All lines from the one containing "negative clicks: (245, 163) (242, 182)" through the final line of the entries are to be written out verbatim; no other line is to be included.

THE INPUT ::

++++

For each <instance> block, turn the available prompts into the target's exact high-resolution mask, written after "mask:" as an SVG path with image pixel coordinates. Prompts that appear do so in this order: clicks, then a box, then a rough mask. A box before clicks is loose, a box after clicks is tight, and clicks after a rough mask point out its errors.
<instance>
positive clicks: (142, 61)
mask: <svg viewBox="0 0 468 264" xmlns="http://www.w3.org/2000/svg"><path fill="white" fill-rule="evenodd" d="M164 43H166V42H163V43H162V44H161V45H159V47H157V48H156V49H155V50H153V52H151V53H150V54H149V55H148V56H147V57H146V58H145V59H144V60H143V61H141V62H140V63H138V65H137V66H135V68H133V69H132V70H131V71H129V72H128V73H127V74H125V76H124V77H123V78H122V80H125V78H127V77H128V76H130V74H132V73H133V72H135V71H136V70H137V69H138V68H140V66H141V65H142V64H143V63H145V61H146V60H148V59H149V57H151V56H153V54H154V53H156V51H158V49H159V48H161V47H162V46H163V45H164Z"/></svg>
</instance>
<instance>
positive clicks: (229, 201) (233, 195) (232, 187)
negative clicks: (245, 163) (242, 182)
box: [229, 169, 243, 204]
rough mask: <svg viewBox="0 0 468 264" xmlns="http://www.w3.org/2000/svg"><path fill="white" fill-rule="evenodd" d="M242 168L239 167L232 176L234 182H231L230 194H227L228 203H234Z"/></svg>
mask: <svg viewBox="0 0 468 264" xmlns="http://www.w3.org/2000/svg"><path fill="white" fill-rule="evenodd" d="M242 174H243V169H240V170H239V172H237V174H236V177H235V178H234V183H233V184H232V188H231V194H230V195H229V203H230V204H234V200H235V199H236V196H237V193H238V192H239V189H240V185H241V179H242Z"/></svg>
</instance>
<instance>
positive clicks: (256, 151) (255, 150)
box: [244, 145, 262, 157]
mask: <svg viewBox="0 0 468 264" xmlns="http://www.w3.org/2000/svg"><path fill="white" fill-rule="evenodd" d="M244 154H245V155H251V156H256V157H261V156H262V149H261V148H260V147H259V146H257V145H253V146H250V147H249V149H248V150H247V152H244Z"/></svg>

++++

OUTPUT OF THE TASK ::
negative clicks: (245, 163) (242, 182)
box: [229, 169, 243, 204]
rough mask: <svg viewBox="0 0 468 264" xmlns="http://www.w3.org/2000/svg"><path fill="white" fill-rule="evenodd" d="M242 168L239 167L232 176L234 182H231L230 194H227L228 203H234Z"/></svg>
mask: <svg viewBox="0 0 468 264" xmlns="http://www.w3.org/2000/svg"><path fill="white" fill-rule="evenodd" d="M242 174H243V169H240V170H239V172H237V174H236V177H235V178H234V183H233V184H232V188H231V194H230V195H229V203H230V204H234V200H235V199H236V196H237V193H238V192H239V189H240V185H241V179H242Z"/></svg>
</instance>
<instance>
positive clicks: (256, 151) (255, 150)
box: [244, 145, 262, 157]
mask: <svg viewBox="0 0 468 264" xmlns="http://www.w3.org/2000/svg"><path fill="white" fill-rule="evenodd" d="M244 154H245V155H251V156H256V157H261V156H262V149H261V148H260V147H259V146H257V145H253V146H250V147H249V149H248V150H247V152H244Z"/></svg>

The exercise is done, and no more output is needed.